* [Problem] What do the lines say from the start of the entries through the one containing "target | pale green leek layer"? Repeat them exactly.

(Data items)
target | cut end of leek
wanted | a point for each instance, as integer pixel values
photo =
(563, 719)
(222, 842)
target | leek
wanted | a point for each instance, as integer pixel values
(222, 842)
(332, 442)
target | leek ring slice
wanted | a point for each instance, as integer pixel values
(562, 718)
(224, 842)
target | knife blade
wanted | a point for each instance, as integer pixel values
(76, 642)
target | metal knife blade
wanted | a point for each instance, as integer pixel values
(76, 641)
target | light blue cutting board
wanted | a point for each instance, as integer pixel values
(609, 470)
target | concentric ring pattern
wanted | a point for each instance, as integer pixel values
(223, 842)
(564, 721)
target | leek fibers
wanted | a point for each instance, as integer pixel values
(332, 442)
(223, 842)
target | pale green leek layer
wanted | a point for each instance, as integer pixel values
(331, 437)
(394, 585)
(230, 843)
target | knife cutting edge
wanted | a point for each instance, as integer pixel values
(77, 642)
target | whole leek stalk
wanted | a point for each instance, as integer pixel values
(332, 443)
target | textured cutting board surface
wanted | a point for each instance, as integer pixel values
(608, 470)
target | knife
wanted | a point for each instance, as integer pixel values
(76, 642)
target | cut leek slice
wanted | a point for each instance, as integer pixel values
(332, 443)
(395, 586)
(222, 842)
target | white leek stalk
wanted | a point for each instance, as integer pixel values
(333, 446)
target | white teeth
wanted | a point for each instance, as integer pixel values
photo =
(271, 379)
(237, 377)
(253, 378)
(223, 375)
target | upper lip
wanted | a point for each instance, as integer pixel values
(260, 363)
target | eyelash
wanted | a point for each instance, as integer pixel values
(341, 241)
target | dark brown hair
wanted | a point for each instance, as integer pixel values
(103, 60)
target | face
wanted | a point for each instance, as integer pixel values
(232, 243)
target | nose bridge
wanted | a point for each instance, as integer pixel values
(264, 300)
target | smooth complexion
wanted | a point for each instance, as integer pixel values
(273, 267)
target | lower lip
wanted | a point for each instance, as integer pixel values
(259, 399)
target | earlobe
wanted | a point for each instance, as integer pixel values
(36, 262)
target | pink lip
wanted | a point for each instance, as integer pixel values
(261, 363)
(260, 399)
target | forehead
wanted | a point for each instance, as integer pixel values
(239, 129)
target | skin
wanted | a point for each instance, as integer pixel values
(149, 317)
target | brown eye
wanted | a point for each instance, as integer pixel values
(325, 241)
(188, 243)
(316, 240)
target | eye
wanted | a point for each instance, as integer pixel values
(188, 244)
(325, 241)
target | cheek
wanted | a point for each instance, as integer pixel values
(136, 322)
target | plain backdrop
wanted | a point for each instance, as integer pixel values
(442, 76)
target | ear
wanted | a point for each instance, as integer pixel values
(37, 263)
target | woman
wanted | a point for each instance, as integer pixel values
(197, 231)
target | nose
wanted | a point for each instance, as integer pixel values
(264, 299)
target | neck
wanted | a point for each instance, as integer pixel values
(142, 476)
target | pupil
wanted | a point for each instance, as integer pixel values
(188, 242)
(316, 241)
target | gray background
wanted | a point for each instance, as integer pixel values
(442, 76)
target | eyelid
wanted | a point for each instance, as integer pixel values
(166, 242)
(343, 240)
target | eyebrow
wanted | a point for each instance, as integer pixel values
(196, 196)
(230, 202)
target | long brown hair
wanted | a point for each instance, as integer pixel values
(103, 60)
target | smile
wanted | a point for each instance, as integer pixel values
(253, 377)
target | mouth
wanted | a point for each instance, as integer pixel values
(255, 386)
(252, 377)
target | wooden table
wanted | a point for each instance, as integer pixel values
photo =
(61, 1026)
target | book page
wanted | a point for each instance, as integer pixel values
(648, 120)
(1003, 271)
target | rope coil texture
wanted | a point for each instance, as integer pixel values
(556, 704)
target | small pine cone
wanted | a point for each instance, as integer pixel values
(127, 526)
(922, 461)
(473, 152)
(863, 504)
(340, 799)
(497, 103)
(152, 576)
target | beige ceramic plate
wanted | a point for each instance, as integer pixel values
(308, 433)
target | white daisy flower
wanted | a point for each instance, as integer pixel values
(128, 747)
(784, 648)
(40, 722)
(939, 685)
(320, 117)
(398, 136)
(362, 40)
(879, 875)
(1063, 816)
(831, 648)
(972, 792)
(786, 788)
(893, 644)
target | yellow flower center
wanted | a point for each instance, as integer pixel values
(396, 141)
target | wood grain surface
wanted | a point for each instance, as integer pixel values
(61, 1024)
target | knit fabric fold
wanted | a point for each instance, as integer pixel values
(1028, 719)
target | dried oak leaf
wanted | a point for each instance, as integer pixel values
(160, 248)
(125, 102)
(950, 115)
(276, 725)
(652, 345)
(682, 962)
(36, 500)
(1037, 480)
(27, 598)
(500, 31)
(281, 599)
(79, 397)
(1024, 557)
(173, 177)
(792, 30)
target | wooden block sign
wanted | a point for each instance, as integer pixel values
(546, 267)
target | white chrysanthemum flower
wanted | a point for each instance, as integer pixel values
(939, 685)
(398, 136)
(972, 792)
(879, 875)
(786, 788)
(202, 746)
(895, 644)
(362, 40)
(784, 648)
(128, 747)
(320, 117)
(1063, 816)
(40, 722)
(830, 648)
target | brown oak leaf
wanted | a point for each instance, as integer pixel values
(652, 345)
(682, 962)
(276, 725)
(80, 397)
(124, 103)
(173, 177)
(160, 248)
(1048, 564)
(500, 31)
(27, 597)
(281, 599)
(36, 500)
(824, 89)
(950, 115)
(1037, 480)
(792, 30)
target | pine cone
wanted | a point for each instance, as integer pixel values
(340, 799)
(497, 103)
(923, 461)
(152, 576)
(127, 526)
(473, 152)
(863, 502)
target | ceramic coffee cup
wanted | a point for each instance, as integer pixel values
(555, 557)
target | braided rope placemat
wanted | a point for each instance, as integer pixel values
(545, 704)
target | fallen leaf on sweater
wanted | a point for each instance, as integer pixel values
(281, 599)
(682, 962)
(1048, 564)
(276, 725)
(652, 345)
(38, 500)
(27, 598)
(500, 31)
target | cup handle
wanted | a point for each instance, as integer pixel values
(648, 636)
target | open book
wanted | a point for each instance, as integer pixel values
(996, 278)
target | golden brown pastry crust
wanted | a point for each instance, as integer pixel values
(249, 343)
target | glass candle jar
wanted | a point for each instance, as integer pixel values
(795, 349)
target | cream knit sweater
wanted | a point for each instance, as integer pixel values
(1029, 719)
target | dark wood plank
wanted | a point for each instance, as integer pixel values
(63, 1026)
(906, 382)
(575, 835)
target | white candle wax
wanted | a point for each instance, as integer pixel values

* [Your solution]
target | cut end of leek
wanted | a point for each instance, as integer pixel values
photo =
(563, 719)
(222, 842)
target | leek
wanted | a point for each instance, as integer pixel values
(222, 842)
(332, 442)
target | leek ring slice
wanted | a point for each instance, as integer pixel values
(562, 718)
(224, 842)
target | knife blade
wanted | a point for each instance, as integer pixel values
(76, 642)
target | metal knife blade
wanted | a point for each instance, as integer pixel values
(76, 641)
target | light blue cutting board
wanted | a point for each instance, as integer pixel values
(609, 470)
target | concentric ring pattern
wanted | a point for each instance, as integer pixel values
(223, 842)
(564, 721)
target | leek fibers
wanted | a point for each instance, as integer pixel values
(332, 442)
(223, 842)
target | pale green leek layer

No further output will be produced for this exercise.